### SUPPLIED TEXT
▬▬▬
# Top 5 beads???



## Krystalflash (Nov 26, 2021)

Like many, my bead collection is out of control. If you had to pick five to cover fall-winter and spring what would they be? Mine are:
Trout Bead: Peach Roe 10 mm
Trout Bead: Apricot 8mm
Trick em: Atomic Yellow 10mm
Trick em: Atomic Orange 100 mm
Trout Bead: Egg Yoke 6 mm ( when the suckers spawn good for drop backs)


----------



## SkunkCity (May 15, 2019)

My favorites:
Death Roe Nat Roe 5/16”
Death Roe Ultra Chartreuse - 5/16”
Death Roe Cheese - 5/16”
Troutbeads - 8mm Motted Roe
CAC Two-Tone Yellow Orange Iridescent - 10MM

I have so many I often forget what the names are.


----------



## Krystalflash (Nov 26, 2021)

SkunkCity said:


> My favorites:
> Death Roe Nat Roe 5/16”
> Death Roe Ultra Chartreuse - 5/16”
> Death Roe Cheese - 5/16”
> ...


Death Roes orange frost looks like a good colour. Need to get my hands on some.


----------



## SkunkCity (May 15, 2019)

Krystalflash said:


> Death Roes orange frost looks like a good colour. Need to get my hands on some.


I really like them. I prefer soft beads.


----------



## shanny28757 (Feb 11, 2006)

I just fished with beads for the first time this year. When I looked at the wall covered with beds at the tackle store I thought ‘seriously?? There are 200 different beads here but only about 6 basic color schemes’. 

Do you try to dial in the exact color and size egg to ‘match the hatch’? Or just use your favorite based on post experiences and adjust based on your success?

Like I said I’m a total novice to beads so I’m asking out of ignorance.


----------



## Krystalflash (Nov 26, 2021)

shanny28757 said:


> I just fished with beads for the first time this year. When I looked at the wall covered with beds at the tackle store I thought ‘seriously?? There are 200 different beads here but only about 6 basic color schemes’.
▬▬▬
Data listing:
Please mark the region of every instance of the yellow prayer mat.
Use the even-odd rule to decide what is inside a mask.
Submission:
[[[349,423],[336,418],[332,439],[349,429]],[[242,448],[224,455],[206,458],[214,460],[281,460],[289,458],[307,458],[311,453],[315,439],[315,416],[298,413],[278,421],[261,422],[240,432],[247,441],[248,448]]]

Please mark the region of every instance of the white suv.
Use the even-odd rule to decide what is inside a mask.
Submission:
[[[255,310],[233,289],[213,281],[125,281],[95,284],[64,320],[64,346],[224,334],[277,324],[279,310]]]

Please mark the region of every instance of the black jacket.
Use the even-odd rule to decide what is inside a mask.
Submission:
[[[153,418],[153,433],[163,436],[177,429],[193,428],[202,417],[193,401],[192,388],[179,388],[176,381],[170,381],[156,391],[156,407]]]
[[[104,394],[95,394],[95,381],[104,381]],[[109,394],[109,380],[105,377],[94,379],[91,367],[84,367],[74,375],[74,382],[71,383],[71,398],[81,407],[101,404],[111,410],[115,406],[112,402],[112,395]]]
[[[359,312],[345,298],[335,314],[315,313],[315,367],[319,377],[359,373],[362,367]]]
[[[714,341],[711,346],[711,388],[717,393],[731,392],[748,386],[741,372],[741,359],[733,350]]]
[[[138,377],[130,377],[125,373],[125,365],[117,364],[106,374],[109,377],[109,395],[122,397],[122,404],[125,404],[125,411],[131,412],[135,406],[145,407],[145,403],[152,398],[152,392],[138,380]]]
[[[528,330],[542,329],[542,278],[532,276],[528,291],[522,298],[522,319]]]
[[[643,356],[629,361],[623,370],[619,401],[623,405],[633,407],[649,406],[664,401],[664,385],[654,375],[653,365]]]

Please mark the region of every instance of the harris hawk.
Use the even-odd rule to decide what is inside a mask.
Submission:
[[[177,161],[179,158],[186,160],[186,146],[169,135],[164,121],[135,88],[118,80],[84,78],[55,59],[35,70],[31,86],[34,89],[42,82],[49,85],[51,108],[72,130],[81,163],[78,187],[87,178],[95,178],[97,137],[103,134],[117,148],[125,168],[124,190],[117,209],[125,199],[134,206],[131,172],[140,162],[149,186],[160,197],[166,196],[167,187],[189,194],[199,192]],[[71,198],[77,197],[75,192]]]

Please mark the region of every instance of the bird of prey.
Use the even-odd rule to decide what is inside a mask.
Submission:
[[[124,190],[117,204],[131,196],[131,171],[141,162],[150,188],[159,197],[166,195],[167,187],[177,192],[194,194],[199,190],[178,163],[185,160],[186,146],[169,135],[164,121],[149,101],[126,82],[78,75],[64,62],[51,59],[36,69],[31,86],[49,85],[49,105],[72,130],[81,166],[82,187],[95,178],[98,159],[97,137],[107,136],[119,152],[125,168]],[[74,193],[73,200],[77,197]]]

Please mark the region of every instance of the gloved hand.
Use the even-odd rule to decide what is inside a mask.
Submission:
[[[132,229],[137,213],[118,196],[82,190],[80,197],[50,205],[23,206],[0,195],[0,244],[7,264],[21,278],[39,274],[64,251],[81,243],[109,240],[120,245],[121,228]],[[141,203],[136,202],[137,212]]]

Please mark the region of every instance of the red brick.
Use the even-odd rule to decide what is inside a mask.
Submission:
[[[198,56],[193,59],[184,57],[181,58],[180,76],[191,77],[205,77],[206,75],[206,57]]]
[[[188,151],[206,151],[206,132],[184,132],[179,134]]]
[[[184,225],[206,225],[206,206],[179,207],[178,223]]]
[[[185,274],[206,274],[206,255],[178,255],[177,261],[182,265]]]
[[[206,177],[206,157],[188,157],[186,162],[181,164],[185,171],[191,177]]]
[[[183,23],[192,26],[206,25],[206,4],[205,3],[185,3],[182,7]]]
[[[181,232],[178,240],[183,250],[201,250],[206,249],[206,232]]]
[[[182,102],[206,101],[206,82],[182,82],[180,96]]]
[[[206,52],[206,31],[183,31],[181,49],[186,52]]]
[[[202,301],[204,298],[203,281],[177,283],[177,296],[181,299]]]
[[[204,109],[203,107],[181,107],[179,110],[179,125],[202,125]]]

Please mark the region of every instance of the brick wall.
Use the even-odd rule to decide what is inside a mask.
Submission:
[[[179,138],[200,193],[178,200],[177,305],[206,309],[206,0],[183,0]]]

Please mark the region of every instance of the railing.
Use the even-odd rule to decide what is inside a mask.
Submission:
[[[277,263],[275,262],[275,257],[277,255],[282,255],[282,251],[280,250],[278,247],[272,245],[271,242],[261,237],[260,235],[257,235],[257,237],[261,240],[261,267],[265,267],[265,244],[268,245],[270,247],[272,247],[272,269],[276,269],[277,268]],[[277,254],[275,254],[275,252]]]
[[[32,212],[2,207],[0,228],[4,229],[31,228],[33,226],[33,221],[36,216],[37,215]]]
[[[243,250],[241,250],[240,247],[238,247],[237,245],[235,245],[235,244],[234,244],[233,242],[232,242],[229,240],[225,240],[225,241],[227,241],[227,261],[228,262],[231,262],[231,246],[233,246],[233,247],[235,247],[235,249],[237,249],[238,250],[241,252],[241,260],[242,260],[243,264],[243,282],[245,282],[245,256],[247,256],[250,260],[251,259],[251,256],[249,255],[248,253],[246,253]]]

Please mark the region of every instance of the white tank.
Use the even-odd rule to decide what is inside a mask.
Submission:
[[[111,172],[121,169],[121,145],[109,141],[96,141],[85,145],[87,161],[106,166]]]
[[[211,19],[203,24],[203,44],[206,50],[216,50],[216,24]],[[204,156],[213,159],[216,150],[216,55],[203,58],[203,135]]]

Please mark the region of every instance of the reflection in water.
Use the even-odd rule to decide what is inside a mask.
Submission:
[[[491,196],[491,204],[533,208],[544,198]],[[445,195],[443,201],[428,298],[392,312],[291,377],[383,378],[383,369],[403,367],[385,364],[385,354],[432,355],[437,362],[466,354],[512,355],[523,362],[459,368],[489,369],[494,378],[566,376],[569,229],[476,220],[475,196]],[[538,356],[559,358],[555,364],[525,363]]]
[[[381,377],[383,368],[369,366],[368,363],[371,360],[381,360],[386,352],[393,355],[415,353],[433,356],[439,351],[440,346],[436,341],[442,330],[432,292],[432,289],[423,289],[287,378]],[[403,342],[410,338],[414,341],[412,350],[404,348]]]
▬▬▬
### EXERCISE
Transcribe the entire forum thread about favorite beads above, word for word.

### EXERCISE OUTPUT
# Top 5 beads???



## Krystalflash (Nov 26, 2021)

Like many, my bead collection is out of control. If you had to pick five to cover fall-winter and spring what would they be? Mine are:
Trout Bead: Peach Roe 10 mm
Trout Bead: Apricot 8mm
Trick em: Atomic Yellow 10mm
Trick em: Atomic Orange 100 mm
Trout Bead: Egg Yoke 6 mm ( when the suckers spawn good for drop backs)


----------



## SkunkCity (May 15, 2019)

My favorites:
Death Roe Nat Roe 5/16”
Death Roe Ultra Chartreuse - 5/16”
Death Roe Cheese - 5/16”
Troutbeads - 8mm Motted Roe
CAC Two-Tone Yellow Orange Iridescent - 10MM

I have so many I often forget what the names are.


----------



## Krystalflash (Nov 26, 2021)

SkunkCity said:


> My favorites:
> Death Roe Nat Roe 5/16”
> Death Roe Ultra Chartreuse - 5/16”
> Death Roe Cheese - 5/16”
> ...


Death Roes orange frost looks like a good colour. Need to get my hands on some.


----------



## SkunkCity (May 15, 2019)

Krystalflash said:


> Death Roes orange frost looks like a good colour. Need to get my hands on some.


I really like them. I prefer soft beads.


----------



## shanny28757 (Feb 11, 2006)

I just fished with beads for the first time this year. When I looked at the wall covered with beds at the tackle store I thought ‘seriously?? There are 200 different beads here but only about 6 basic color schemes’. 

Do you try to dial in the exact color and size egg to ‘match the hatch’? Or just use your favorite based on post experiences and adjust based on your success?

Like I said I’m a total novice to beads so I’m asking out of ignorance.


----------



## Krystalflash (Nov 26, 2021)

shanny28757 said:


> I just fished with beads for the first time this year. When I looked at the wall covered with beds at the tackle store I thought ‘seriously?? There are 200 different beads here but only about 6 basic color schemes’.